**STATED EXERCISE**
Show each line of the listing below that contains the word "yellow".

**DATA IN THIS EXERCISE**
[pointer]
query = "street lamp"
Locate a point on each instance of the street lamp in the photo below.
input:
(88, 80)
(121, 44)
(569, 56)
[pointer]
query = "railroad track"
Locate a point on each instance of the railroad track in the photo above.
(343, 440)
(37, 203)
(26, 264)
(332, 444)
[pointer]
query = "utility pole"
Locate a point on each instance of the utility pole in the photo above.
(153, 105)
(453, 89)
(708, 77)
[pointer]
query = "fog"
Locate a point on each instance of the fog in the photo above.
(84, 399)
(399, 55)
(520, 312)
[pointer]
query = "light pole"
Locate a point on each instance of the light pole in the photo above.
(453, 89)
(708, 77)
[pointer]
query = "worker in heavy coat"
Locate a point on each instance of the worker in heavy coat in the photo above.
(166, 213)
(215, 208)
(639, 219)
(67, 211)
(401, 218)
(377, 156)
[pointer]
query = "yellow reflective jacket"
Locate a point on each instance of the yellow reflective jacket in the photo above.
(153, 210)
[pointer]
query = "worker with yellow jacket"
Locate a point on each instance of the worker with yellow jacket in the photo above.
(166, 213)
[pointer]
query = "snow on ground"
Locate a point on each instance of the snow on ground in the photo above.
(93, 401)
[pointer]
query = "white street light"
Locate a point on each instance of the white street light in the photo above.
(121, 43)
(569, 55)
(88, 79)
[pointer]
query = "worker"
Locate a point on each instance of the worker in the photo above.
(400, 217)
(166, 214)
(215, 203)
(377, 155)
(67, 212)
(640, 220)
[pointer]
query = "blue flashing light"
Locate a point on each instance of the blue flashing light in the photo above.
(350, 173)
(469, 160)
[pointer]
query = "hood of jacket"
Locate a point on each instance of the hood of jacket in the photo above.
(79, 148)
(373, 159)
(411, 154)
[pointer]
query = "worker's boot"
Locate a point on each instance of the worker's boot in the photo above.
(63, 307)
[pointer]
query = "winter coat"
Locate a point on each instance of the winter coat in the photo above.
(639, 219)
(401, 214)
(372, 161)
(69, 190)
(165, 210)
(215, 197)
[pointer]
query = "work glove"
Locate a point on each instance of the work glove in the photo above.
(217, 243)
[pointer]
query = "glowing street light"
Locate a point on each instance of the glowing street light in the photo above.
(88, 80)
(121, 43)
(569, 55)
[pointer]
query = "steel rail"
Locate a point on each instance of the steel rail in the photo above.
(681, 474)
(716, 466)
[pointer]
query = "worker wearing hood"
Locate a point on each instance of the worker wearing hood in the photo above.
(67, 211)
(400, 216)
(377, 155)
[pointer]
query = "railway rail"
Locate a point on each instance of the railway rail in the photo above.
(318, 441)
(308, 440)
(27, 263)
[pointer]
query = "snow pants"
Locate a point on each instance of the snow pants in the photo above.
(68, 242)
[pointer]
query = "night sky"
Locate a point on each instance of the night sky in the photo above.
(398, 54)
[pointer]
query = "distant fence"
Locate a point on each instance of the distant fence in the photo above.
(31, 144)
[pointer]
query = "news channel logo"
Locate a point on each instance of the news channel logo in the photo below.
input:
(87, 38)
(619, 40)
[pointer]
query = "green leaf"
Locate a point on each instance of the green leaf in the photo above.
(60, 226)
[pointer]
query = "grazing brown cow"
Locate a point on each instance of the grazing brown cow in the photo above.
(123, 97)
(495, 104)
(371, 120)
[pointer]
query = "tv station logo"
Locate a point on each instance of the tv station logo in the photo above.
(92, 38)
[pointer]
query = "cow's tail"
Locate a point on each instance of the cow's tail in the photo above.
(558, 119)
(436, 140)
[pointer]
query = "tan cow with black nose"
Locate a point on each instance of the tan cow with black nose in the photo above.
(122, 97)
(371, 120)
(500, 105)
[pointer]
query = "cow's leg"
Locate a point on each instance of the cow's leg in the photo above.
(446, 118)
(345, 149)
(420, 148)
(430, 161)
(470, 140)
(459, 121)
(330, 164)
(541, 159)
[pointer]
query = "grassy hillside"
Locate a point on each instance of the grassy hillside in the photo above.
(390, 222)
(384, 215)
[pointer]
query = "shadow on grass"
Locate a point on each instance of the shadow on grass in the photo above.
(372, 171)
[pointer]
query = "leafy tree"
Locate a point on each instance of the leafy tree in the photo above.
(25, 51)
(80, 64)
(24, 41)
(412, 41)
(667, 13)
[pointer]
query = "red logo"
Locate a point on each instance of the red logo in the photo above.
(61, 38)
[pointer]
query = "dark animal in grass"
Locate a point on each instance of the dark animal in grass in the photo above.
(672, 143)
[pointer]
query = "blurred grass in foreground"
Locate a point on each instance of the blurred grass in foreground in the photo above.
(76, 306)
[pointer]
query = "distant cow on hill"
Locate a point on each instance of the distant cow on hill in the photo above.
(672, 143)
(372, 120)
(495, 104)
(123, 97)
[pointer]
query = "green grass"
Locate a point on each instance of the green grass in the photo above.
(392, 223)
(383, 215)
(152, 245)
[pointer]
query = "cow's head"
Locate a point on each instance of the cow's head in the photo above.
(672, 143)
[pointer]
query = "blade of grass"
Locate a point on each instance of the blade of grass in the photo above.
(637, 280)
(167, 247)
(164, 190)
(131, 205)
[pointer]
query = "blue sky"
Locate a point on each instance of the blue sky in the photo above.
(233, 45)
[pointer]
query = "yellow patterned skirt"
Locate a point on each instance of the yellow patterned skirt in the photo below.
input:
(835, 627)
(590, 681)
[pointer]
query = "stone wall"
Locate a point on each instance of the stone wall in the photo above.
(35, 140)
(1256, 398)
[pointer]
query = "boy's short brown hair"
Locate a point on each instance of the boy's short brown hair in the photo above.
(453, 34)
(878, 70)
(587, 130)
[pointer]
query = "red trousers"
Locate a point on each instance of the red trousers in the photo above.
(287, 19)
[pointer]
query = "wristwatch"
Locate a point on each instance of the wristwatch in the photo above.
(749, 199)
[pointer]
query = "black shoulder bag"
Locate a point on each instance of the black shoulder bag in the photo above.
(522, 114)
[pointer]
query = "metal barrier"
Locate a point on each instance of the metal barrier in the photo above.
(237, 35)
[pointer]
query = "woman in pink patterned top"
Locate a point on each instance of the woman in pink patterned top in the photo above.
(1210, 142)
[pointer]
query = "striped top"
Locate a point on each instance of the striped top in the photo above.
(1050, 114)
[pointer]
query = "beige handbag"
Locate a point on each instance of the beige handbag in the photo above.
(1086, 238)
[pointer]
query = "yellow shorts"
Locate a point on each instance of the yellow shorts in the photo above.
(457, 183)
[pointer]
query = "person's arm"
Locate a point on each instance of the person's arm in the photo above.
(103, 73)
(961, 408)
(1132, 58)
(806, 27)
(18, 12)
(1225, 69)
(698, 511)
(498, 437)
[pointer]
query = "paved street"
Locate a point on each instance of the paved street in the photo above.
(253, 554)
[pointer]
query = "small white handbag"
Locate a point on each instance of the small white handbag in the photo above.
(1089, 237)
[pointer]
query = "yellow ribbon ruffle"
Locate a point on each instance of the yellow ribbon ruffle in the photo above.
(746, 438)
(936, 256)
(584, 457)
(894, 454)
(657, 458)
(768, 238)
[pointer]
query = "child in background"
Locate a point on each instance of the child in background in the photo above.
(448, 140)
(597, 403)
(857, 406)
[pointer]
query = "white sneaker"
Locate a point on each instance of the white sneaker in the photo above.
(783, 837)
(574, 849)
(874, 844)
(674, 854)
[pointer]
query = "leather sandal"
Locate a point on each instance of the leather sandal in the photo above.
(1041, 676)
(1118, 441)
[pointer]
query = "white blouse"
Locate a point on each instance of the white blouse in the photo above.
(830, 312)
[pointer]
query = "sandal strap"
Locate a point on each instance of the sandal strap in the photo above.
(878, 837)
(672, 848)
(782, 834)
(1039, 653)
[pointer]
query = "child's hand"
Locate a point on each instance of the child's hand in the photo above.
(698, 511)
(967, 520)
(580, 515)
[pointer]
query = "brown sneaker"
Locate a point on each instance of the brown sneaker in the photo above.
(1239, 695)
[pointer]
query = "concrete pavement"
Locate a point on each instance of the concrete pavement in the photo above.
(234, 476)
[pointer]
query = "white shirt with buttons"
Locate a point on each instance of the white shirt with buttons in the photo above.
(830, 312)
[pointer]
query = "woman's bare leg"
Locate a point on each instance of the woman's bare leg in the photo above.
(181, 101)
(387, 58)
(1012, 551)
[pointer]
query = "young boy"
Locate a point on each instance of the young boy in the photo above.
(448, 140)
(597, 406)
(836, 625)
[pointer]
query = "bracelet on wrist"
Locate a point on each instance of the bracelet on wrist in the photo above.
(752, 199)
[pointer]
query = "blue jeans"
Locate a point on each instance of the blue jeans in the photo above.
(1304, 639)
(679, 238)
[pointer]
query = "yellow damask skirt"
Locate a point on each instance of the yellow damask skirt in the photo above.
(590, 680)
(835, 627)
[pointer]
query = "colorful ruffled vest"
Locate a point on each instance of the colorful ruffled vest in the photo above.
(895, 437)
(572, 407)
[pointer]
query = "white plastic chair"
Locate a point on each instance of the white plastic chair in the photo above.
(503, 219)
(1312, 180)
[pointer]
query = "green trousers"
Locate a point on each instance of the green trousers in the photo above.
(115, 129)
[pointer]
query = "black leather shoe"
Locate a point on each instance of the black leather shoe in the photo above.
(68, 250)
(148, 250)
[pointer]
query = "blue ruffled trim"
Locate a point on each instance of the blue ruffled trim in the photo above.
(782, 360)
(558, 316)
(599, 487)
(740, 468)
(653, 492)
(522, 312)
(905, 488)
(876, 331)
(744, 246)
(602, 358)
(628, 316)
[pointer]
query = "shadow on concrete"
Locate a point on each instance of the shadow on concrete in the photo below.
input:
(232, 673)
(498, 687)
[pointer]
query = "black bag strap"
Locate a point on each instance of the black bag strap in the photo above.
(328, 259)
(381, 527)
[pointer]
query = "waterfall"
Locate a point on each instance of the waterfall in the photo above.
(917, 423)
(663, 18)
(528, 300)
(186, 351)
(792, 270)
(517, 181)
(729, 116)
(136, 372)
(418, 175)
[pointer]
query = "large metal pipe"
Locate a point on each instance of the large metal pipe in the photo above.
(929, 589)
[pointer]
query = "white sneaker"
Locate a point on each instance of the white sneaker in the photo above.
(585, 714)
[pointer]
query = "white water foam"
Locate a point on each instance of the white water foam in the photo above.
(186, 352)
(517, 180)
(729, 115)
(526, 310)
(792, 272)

**ANSWER TO THIS PROBLEM**
query = "yellow reflective jacket"
Locate a point on each instance of the yellow reflective jacket in the photo above.
query = "worker with yellow jacket"
Locate a point on each instance of the worker with yellow jacket in the photo above.
query = "yellow patterned skirt"
Locate a point on each instance of the yellow patterned skirt in the photo below.
query = "yellow shorts"
Locate a point on each instance of the yellow shorts in the photo above.
query = "yellow ribbon ruffle"
Locate a point on each instance of the yellow ribbon ruffle in the photo above.
query = "yellow damask skirt"
Locate a point on each instance of the yellow damask skirt in the photo above.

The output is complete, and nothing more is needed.